• TASK DIRECTIONS: The answer must be one number: how many lines below contain the word "column".

• THE RECORDS:

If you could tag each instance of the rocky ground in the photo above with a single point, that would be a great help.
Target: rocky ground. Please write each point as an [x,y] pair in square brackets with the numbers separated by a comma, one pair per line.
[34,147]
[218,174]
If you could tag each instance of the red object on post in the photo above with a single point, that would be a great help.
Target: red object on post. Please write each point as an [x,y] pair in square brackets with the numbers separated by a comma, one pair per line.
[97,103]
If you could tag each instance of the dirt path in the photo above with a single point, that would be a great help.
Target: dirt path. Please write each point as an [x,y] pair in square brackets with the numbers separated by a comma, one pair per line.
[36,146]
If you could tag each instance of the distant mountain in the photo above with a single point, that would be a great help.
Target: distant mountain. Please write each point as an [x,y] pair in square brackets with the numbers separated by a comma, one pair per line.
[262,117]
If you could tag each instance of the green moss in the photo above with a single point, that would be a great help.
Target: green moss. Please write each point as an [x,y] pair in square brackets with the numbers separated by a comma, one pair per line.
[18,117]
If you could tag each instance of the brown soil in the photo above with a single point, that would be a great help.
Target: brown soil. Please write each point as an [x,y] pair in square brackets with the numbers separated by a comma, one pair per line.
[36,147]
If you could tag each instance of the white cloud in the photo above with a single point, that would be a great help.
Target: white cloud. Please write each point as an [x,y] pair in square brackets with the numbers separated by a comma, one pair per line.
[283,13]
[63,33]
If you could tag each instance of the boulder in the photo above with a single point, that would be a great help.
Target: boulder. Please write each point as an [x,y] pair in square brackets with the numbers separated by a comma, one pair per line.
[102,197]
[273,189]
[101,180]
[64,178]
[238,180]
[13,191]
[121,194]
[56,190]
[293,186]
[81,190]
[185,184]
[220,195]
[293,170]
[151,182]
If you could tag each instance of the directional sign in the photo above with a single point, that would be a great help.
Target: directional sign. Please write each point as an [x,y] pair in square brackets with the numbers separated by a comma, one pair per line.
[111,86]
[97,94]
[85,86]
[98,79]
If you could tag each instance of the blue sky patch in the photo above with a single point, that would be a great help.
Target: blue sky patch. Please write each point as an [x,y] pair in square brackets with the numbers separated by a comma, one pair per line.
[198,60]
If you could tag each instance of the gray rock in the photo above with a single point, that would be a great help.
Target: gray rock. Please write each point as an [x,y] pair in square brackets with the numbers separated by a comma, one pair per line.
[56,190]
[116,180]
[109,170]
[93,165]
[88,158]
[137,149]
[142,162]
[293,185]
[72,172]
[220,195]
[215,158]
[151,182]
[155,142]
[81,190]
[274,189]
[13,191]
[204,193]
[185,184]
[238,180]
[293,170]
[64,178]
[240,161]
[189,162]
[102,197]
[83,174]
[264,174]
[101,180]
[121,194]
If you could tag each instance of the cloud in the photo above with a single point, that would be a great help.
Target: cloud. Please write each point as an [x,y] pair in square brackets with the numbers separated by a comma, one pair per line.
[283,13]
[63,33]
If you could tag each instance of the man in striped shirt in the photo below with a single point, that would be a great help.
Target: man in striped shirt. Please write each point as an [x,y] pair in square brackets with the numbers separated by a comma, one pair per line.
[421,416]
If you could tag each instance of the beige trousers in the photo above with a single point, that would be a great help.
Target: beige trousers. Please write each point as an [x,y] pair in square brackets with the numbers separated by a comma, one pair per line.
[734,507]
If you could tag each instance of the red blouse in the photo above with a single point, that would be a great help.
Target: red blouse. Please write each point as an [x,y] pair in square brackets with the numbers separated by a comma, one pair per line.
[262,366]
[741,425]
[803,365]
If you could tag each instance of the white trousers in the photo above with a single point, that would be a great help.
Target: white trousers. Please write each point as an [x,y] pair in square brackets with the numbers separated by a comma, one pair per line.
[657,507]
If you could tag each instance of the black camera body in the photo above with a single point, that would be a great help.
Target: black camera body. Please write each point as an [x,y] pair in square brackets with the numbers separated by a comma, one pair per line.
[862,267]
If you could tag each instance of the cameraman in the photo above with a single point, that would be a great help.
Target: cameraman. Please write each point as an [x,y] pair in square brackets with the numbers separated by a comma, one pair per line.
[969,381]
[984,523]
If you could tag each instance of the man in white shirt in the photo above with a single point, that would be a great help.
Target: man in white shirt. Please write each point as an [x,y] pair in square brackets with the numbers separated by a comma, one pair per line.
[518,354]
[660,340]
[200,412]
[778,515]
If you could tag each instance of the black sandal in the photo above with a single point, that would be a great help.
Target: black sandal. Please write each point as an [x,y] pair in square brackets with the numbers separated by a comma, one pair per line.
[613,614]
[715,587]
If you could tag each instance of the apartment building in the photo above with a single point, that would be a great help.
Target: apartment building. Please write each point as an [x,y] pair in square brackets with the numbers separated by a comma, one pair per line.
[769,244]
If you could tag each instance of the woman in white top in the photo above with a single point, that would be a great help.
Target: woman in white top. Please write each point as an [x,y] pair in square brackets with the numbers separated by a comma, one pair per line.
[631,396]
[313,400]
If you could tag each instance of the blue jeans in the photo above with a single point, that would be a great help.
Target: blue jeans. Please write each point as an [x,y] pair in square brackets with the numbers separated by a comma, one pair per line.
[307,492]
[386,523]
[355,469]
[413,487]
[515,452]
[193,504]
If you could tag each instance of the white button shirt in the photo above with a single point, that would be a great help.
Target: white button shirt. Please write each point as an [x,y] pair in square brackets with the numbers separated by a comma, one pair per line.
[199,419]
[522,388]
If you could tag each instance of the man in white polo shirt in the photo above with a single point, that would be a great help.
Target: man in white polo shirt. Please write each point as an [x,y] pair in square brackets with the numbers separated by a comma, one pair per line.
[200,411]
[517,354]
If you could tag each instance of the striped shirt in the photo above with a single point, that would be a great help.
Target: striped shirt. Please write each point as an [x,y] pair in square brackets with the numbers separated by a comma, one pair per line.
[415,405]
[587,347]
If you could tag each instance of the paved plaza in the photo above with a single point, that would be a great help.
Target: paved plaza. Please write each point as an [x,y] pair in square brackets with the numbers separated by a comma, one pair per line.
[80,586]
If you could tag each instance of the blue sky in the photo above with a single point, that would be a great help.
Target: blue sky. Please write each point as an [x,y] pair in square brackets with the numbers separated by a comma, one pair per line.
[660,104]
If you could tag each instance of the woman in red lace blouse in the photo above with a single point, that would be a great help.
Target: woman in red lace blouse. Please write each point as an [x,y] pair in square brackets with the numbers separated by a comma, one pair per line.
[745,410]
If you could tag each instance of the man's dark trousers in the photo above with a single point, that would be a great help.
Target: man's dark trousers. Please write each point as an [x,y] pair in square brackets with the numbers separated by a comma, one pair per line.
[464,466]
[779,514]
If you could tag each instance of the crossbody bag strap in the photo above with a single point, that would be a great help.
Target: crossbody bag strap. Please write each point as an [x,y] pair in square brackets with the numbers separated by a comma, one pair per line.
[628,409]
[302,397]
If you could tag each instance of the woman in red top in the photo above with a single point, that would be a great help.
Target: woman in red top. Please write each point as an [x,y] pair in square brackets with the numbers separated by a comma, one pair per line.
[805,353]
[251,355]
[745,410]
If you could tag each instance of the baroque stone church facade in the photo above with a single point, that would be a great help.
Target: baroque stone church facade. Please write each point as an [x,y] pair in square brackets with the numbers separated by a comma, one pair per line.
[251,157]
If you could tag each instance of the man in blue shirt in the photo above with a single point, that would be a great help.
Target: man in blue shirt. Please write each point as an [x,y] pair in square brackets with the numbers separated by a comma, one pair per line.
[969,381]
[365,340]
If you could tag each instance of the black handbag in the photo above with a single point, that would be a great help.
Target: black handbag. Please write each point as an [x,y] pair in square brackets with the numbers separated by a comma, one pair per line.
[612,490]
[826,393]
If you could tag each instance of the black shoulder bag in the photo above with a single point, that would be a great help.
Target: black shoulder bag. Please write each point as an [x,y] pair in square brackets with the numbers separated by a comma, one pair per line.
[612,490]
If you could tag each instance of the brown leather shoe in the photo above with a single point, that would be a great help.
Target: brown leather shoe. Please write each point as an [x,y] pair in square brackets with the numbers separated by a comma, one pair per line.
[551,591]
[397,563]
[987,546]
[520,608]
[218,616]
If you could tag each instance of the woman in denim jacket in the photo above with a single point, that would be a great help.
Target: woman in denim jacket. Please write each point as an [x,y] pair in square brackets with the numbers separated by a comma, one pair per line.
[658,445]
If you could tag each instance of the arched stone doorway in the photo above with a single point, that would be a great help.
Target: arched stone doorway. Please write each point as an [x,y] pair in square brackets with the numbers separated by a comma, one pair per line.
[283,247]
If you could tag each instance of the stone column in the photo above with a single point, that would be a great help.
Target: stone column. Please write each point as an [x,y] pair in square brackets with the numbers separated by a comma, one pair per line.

• YOUR SOLUTION: 2